* **WHAT YOU WILL DO**:
Only the lines of the data below from the one with "Phrase: ice skate" through the one with "cup final logo." are wanted. Repeat them exactly.

:: DATA UNDER STUDY ::

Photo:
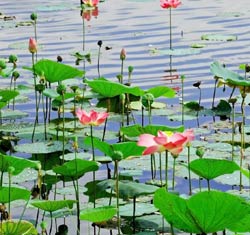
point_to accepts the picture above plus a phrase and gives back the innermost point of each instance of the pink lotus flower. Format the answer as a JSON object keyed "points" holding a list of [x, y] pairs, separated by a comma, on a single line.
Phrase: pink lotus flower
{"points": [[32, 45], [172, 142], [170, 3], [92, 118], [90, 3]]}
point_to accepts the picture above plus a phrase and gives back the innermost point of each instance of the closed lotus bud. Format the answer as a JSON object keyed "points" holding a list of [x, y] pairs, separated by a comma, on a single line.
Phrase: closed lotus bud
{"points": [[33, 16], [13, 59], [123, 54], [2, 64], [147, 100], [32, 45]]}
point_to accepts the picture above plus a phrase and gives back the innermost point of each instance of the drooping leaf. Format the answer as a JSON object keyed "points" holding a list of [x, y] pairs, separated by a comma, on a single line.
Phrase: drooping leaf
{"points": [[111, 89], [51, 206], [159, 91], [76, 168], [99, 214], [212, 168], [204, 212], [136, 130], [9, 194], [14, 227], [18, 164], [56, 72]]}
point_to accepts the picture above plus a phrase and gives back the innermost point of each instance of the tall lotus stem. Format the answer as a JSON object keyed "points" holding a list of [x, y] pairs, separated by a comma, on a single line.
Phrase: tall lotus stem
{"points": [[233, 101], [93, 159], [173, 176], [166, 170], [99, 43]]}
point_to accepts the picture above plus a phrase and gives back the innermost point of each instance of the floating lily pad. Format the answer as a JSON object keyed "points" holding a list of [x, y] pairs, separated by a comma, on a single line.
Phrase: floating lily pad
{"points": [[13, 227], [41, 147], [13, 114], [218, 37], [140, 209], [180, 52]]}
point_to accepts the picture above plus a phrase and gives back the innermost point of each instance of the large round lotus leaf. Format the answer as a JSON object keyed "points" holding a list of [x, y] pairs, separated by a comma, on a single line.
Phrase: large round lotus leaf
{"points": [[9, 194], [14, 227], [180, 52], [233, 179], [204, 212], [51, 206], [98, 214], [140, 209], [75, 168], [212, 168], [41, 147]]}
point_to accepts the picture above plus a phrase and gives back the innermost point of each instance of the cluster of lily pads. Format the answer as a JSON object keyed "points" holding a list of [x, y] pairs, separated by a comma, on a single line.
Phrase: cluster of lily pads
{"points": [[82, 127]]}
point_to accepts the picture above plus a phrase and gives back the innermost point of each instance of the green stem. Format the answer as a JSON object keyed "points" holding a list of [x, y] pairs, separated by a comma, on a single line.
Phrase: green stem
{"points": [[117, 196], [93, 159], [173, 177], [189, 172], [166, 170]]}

:::
:: DATA UNDER STUDY ::

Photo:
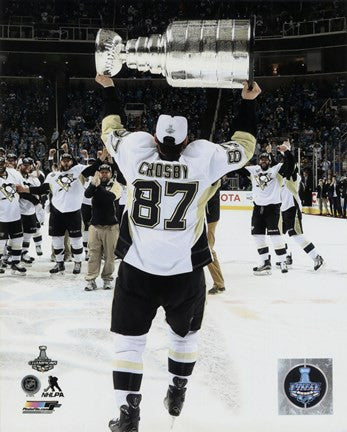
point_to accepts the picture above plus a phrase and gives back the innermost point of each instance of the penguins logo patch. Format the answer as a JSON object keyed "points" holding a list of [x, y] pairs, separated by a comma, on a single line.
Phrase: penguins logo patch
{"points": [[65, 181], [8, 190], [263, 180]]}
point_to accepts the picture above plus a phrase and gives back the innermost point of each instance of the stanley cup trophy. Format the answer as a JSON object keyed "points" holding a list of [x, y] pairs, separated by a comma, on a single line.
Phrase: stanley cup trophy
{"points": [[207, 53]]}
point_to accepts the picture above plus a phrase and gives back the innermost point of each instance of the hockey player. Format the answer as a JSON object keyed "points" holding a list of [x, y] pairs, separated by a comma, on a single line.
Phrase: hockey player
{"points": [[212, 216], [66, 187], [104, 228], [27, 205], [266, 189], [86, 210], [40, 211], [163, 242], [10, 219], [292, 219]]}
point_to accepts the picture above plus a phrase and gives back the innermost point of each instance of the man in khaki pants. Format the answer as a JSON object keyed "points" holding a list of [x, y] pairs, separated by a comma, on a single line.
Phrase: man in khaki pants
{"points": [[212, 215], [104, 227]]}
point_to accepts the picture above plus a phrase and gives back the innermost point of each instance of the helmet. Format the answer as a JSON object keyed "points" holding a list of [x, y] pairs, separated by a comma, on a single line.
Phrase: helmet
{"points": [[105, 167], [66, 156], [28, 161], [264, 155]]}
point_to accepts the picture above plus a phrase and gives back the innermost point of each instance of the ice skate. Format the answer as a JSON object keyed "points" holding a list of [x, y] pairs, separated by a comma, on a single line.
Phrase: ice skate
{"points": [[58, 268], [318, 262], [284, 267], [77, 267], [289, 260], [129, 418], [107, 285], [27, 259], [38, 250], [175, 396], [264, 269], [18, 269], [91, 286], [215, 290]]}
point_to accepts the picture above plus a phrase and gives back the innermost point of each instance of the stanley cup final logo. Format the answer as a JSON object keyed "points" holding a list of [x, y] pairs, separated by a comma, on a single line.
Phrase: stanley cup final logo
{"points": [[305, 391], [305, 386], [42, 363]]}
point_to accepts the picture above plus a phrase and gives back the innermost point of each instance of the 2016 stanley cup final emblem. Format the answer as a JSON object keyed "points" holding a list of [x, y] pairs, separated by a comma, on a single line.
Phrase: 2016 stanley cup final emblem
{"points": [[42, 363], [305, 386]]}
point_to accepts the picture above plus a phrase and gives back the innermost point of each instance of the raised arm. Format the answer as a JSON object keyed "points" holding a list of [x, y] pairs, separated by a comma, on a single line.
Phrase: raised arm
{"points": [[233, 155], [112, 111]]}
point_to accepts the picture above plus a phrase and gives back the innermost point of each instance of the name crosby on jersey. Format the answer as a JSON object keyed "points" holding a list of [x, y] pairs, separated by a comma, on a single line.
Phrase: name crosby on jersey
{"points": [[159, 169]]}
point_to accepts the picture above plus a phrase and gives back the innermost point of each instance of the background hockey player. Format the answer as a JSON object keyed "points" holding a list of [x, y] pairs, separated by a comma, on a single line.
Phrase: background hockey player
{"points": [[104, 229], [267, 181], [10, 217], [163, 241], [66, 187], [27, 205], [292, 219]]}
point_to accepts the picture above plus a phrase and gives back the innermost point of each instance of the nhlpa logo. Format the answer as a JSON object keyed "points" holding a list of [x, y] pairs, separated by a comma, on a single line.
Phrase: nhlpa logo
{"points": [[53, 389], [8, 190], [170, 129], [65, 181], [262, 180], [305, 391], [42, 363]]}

:::

* **OUTPUT**:
Phrase: ice skate
{"points": [[58, 268], [318, 262], [284, 267], [77, 267], [289, 260], [129, 418], [107, 285], [27, 259], [38, 250], [175, 396], [264, 269], [18, 269], [91, 286], [215, 290]]}
point_to accepts the picture above plus a phrase and gives back the innermost point of each instance of the stanley cup final logo. Format the answer as a JSON object keyed "points" holding a list of [x, y] pairs, separated by a comma, on a single line.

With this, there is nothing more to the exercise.